* Begin Records shown *

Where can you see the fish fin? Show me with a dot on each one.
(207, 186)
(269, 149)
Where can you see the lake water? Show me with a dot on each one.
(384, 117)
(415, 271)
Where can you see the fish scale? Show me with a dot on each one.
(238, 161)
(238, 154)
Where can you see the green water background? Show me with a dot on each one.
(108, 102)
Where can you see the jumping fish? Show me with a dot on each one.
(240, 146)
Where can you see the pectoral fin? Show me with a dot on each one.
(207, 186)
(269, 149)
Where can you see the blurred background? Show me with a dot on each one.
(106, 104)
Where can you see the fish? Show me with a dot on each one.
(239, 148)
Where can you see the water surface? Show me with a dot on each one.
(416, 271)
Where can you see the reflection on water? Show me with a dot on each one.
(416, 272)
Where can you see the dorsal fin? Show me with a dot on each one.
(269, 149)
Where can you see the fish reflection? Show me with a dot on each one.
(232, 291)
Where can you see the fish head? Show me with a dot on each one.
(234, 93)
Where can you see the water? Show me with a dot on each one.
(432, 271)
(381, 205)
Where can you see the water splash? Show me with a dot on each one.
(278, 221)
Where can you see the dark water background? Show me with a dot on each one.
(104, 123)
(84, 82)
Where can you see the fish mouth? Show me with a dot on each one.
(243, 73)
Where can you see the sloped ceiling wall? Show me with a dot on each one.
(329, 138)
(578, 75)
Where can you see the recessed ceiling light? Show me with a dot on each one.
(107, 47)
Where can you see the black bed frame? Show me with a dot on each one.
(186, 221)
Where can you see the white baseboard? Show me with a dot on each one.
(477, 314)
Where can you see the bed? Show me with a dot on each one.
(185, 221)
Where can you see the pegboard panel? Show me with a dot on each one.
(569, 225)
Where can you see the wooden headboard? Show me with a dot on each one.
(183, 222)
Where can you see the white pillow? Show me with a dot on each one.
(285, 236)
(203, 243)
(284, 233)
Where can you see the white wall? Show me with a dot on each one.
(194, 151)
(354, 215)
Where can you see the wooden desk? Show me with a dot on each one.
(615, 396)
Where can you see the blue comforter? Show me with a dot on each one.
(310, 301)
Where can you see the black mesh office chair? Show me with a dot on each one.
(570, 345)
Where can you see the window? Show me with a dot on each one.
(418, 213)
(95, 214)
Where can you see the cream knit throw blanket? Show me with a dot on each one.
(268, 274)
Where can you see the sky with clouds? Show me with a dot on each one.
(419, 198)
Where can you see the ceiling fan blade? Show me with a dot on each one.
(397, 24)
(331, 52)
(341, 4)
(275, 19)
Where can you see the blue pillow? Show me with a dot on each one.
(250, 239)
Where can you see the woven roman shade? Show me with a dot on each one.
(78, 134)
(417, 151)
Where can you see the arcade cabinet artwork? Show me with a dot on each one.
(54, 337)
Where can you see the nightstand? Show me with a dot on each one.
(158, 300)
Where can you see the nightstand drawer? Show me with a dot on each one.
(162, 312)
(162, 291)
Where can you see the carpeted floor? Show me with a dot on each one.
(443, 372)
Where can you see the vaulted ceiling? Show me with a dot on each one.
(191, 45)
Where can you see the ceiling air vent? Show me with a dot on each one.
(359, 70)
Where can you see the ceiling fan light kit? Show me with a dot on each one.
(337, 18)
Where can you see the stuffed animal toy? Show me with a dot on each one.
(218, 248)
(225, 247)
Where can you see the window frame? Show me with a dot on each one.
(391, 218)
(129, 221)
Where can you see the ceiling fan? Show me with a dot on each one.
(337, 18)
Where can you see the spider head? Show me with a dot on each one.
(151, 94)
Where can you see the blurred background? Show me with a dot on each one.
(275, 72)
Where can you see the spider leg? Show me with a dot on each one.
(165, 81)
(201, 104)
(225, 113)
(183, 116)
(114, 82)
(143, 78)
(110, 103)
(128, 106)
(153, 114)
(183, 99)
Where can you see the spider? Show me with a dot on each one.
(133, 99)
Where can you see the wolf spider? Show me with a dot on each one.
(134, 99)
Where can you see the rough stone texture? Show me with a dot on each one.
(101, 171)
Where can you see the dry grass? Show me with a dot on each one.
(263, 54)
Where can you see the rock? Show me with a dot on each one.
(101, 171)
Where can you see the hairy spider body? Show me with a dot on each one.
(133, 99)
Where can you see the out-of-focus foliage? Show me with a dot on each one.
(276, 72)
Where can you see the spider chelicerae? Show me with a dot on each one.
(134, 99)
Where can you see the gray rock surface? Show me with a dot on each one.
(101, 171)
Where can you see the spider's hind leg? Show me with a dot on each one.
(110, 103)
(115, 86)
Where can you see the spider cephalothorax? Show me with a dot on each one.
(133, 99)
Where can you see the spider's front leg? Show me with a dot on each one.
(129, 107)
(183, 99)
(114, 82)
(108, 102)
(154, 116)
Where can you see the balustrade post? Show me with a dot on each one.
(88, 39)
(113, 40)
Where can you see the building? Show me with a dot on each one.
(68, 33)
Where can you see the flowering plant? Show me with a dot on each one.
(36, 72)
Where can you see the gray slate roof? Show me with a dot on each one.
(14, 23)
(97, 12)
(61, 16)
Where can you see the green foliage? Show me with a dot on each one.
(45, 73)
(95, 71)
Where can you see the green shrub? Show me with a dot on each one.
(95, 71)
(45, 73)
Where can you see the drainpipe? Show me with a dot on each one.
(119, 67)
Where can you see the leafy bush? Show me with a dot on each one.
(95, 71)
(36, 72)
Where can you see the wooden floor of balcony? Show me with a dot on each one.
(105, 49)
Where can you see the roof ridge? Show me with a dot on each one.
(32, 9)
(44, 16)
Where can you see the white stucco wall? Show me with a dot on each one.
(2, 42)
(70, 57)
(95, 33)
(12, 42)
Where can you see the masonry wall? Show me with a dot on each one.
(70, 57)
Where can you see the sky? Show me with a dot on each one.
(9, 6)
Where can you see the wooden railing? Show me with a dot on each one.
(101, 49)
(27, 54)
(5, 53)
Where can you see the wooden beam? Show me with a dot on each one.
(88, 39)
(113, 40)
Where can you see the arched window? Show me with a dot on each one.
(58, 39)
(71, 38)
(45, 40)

* End Records shown *

Challenge
Repeat the lines from the one with "Where can you see the white stucco" through the last line, requests included, shifting every answer coordinate by -4.

Solution for this task
Where can you see the white stucco wall? Show me with a dot on each one.
(-2, 38)
(66, 53)
(91, 29)
(8, 38)
Where can you see the masonry wall? Show me with a dot on each one.
(66, 53)
Where can you see the sky? Show me with a dot on each one.
(5, 2)
Where can you see the wooden railing? Show me with a dot on each one.
(97, 45)
(23, 50)
(1, 49)
Where can you see the wooden beam? Show me with a dot on each one.
(84, 35)
(109, 36)
Where can you see the arched window? Show me with a dot on each one.
(54, 35)
(67, 34)
(41, 36)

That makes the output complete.